» WHAT THE EXERCISE ASKS
Write out the entries below exactly as they stand. Skip every image.

Saved entries
──────
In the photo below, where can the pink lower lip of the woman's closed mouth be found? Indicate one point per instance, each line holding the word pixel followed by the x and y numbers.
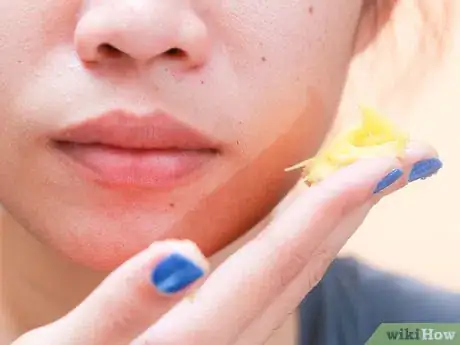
pixel 142 168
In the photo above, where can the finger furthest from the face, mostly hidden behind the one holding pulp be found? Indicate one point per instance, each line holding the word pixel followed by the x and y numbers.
pixel 260 330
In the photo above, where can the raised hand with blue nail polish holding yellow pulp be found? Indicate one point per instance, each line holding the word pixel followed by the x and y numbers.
pixel 249 294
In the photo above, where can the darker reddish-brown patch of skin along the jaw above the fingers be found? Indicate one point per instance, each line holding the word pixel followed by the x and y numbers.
pixel 253 190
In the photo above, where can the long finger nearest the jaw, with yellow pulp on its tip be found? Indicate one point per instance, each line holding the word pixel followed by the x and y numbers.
pixel 243 286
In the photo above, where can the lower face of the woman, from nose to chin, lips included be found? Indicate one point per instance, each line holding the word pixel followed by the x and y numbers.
pixel 125 122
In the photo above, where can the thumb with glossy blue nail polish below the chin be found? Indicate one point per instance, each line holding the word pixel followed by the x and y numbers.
pixel 133 297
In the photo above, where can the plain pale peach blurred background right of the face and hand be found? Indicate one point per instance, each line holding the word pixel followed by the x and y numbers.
pixel 417 231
──────
» EXERCISE SOLUTION
In the photo below, where can the pink lower lip of the woman's closed mouth be found? Indicate one point per instance, each line holding the word pixel followed by the x and y numbers.
pixel 142 168
In the photo above, where can the finger furthest from the face, mostly hidden behind the one holding pulp be found? Indicate one point per instance, each line holding the word pixel followed by the x and y numbers.
pixel 260 330
In the photo above, where can the raised hand with blue nail polish holding yellow pulp be found? Indicate one point per instance, each line holding the word pixel followed by the x and y numbers.
pixel 249 294
In the photo above, where can the darker reddish-brown patch of skin along the jaw above the fingers be found? Indicate one point per instance, each line holding the word pixel followed by the x and y numbers.
pixel 253 190
In the photo above, where can the long finger nearest the jaw, with yellow pulp on its tip be found? Indicate one point per instance, each line holding the word pixel followed by the x and y numbers.
pixel 243 286
In the photo above, where can the lower face of the woman, from nose to chin, lips included be found? Indicate one point per instance, each line holding the word pixel followed by the x and y numbers.
pixel 125 122
In the photo above, where can the thumb with glossy blue nail polish below the chin be found? Indicate one point per instance, each line holding the word pixel followed by the x and y numbers.
pixel 133 297
In the photo above, where can the plain pale peach blurred background right of the face and hand be found? Indicate one point per instance, each line holding the word pixel followed by the x and y numbers.
pixel 417 231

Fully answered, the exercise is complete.